* **O que fazer**
Segundo o texto sobre os protestos contra a vacina na França, quantas pessoas as manifestações reuniram em todo o país?

* **Texto extraído**

%%

Mesmo com 61% dos franceses já completamente vacinados contra a covid-19, a cada semana milhares de manifestantes saem às ruas contra a vacina e o passaporte sanitário. Em uma nova demonstração de força, a maior na Europa, as manifestações reuniram 175 mil pessoas em todo o país. Um cenário que a extrema direita tem sabido aproveitar.
O movimento agrega diferentes correntes políticas, como a extrema esquerda e os antissistema “Coletes Amarelos”. Mas novas lideranças da extrema direita têm sido mais ousadas ao tentar transformá-lo em um palanque contra Emmanuel Macron, a oito meses da eleição presidencial.
Nesse ambiente alimentado por mensagens que sugerem complôs e conspirações, alguns cartazes antissemitas divulgados nas últimas semanas levaram à abertura de inquéritos por incitação ao ódio racial. Uma professora de Metz (norte da França) será julgada em setembro.
Uma das figuras que tenta se impor como líder do movimento é o ultradireitista Florian Philippot, antigo número dois de Marine Le Pen e esquecido no cenário político. Seu novo partido, Os Patriotas (dissenção nanica do tradicional Rassemblement National), tem convocado protestos na capital. Outros nomes, como Nicolas Dupont-Aignan e François Asselineau, também se mostram cada vez mais ativos na luta antivacina.
Paris é epicentro de protestos
Para os milhares de ultranacionalistas que se reuniram na praça Denfert-Rochereau, no sul de Paris, “liberté” (liberdade, em francês) era a palavra de ordem.

%%

* **Dados fornecidos**
%%

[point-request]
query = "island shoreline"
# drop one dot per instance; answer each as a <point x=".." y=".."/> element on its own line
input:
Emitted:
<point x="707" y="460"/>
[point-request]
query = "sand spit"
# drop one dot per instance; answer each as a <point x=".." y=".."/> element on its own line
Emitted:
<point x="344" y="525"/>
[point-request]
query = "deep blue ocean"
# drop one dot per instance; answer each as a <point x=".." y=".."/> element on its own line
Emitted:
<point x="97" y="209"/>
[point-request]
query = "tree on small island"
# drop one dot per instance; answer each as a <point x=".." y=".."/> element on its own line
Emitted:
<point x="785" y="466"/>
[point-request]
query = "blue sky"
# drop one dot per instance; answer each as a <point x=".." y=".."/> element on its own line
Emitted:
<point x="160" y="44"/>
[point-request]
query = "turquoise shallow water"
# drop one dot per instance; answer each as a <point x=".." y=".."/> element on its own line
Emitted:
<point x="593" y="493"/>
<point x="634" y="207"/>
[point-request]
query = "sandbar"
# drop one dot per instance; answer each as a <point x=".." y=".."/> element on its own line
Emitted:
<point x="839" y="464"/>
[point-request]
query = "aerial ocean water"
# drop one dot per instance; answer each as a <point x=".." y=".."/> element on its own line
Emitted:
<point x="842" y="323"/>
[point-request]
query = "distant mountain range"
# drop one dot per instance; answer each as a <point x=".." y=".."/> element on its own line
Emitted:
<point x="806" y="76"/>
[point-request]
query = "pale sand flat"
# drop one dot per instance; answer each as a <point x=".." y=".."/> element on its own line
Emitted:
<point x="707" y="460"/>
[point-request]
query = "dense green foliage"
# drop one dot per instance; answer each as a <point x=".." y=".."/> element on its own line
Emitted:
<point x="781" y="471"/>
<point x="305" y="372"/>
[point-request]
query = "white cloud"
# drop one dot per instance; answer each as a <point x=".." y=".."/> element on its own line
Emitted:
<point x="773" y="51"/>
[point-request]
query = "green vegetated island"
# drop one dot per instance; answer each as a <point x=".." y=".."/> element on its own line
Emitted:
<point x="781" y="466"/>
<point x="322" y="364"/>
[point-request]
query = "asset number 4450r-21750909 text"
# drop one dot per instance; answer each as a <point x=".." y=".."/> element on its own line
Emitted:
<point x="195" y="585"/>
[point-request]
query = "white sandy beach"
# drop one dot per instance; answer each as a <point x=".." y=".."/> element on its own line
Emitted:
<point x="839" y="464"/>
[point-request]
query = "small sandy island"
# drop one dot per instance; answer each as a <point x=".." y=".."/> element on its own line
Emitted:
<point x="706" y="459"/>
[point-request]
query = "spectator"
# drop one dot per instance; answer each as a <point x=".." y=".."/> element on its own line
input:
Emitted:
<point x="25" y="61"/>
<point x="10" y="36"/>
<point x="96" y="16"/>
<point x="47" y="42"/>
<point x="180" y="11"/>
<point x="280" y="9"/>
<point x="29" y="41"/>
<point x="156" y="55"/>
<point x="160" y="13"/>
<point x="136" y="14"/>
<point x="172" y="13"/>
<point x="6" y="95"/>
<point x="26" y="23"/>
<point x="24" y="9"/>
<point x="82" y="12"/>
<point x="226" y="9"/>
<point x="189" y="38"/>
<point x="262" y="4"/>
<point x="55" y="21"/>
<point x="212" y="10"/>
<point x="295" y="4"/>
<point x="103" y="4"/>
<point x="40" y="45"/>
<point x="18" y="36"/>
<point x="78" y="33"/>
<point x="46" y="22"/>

%%

* **Problema resolvido**
175 mil pessoas.